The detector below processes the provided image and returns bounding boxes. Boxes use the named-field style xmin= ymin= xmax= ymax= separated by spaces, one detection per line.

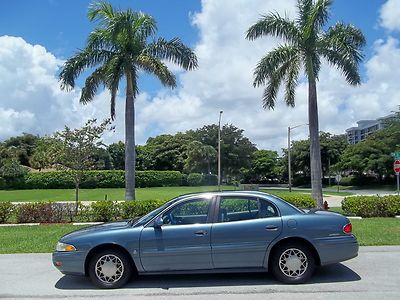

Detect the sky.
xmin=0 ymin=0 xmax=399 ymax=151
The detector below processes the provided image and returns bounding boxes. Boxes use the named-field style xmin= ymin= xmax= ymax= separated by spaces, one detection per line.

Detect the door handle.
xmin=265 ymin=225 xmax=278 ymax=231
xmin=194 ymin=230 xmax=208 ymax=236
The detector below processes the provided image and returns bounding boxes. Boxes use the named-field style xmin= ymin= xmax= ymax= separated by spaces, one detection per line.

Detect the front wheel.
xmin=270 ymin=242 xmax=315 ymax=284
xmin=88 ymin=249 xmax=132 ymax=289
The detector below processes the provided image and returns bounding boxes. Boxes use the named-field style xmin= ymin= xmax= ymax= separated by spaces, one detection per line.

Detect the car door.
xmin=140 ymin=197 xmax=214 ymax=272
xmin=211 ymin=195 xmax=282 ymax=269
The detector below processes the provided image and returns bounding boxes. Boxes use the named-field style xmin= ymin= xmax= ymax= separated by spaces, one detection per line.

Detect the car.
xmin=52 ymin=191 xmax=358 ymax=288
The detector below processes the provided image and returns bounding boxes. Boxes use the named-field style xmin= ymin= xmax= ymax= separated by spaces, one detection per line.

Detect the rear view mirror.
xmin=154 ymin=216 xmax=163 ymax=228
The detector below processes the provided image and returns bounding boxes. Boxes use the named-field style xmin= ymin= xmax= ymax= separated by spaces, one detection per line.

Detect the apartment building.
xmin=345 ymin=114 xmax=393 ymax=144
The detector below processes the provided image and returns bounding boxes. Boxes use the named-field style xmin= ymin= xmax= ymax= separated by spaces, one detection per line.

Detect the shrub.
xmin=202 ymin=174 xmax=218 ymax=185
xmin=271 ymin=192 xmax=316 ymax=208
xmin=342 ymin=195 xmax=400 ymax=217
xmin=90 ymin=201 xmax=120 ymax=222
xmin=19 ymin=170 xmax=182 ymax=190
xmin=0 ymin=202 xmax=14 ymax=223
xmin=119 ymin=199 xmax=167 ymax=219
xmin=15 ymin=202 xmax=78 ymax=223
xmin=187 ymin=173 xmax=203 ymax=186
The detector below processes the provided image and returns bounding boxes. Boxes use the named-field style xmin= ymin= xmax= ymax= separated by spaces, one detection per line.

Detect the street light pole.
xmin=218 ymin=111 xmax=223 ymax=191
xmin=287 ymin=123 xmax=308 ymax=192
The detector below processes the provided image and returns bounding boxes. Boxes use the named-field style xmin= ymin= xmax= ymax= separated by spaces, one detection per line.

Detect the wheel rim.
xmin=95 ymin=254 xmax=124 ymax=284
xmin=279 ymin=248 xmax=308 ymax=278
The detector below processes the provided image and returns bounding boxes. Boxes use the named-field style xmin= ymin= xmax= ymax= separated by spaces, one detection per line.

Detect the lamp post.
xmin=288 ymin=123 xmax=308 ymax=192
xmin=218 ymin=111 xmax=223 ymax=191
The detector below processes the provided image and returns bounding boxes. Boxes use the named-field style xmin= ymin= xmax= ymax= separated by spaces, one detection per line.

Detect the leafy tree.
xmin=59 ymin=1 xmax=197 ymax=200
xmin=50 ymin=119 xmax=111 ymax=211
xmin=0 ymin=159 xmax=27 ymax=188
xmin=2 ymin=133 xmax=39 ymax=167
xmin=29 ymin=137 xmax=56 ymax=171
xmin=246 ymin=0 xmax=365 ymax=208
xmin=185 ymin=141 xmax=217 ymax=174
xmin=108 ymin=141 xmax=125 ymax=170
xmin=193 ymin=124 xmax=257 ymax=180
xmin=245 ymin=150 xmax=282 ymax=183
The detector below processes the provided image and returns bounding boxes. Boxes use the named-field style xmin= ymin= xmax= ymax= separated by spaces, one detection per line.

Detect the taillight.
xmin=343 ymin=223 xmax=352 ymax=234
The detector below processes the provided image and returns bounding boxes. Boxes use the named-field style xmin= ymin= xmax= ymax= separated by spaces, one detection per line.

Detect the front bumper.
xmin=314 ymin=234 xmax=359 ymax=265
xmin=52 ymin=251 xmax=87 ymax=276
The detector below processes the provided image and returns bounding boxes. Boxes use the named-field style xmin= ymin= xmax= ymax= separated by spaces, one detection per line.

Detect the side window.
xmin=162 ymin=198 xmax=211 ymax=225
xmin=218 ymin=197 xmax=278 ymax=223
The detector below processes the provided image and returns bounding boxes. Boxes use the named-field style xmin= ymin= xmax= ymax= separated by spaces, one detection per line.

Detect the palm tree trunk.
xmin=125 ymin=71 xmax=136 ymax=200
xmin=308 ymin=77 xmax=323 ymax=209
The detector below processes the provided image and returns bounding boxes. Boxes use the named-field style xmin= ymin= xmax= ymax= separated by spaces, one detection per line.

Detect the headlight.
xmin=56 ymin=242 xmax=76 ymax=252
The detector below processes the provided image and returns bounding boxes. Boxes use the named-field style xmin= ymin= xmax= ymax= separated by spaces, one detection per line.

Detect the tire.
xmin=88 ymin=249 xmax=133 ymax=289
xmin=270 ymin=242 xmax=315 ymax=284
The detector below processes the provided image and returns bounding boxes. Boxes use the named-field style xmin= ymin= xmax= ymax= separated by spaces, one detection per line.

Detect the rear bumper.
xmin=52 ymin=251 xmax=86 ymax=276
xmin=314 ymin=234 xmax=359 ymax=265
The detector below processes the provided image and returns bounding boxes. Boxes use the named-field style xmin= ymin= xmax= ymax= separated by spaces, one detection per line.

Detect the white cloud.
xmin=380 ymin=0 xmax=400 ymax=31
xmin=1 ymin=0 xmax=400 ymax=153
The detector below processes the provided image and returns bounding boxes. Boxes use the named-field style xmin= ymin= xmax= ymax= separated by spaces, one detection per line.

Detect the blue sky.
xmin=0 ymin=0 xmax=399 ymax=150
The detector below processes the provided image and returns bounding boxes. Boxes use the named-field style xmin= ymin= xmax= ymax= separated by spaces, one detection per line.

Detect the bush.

--------------------

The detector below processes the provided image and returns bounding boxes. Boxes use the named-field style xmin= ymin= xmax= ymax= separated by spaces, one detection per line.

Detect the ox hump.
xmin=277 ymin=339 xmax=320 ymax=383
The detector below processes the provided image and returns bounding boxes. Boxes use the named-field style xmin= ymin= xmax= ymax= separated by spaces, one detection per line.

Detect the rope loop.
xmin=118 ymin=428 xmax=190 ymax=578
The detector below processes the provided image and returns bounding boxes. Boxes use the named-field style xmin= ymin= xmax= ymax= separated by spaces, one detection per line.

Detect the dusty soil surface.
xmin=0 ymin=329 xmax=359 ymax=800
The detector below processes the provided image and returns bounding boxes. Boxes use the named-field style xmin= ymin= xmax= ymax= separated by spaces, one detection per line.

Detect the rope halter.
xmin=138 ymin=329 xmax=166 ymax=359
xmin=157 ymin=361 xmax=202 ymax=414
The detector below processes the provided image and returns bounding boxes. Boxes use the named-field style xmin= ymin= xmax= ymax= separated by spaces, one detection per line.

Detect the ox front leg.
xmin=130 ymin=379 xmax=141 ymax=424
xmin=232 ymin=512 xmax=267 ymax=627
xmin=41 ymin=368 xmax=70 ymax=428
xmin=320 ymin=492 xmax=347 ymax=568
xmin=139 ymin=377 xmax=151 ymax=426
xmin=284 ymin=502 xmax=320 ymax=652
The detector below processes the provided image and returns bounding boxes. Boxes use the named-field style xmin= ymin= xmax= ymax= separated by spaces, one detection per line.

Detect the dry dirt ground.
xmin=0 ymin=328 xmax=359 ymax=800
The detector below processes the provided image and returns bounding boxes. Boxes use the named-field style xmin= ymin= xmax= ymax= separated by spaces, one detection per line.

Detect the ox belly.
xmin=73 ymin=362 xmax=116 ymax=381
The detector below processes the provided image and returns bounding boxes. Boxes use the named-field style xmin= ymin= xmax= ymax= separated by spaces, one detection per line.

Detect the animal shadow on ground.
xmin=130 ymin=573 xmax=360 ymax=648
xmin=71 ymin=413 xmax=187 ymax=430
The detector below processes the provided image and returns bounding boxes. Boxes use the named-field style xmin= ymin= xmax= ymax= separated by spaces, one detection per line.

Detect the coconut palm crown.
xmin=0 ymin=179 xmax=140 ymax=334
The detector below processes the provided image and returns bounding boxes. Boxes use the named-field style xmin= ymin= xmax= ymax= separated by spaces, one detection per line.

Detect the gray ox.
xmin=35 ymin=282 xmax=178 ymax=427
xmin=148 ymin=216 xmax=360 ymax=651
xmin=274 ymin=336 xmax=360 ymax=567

--------------------

> PROBLEM DETAILS:
Only one part of the material above is to be transcribed, namely the lines starting with the line that has "Detect the headlight." and going on through the line that has "Detect the bush.", exactly as they stand.

> SOLUTION:
Detect the headlight.
xmin=56 ymin=242 xmax=76 ymax=252
The detector below processes the provided image and returns bounding boxes. Boxes use the named-field style xmin= ymin= xmax= ymax= separated by spaces, one detection per line.

Detect the tire.
xmin=88 ymin=249 xmax=133 ymax=289
xmin=270 ymin=242 xmax=315 ymax=284
The detector below processes the provided image and returns bounding boxes. Boxes use the named-field style xmin= ymin= xmax= ymax= separated by spaces, one detection per line.

Detect the rear bumper.
xmin=52 ymin=251 xmax=86 ymax=276
xmin=314 ymin=234 xmax=359 ymax=265
The detector below processes the provided image and returns bounding boxes. Boxes use the named-field style xmin= ymin= xmax= ymax= separated by spaces, one detection per line.

Detect the white cloud.
xmin=380 ymin=0 xmax=400 ymax=31
xmin=1 ymin=0 xmax=400 ymax=153
The detector below processes the provided image and returns bounding boxes. Boxes use the named-field style xmin= ymin= xmax= ymax= separated by spaces, one detection per line.

Detect the blue sky.
xmin=0 ymin=0 xmax=399 ymax=150
The detector below processes the provided image and returns bounding boxes. Boxes use the named-field style xmin= ymin= xmax= ymax= separated by spaces, one detection per line.

Detect the bush.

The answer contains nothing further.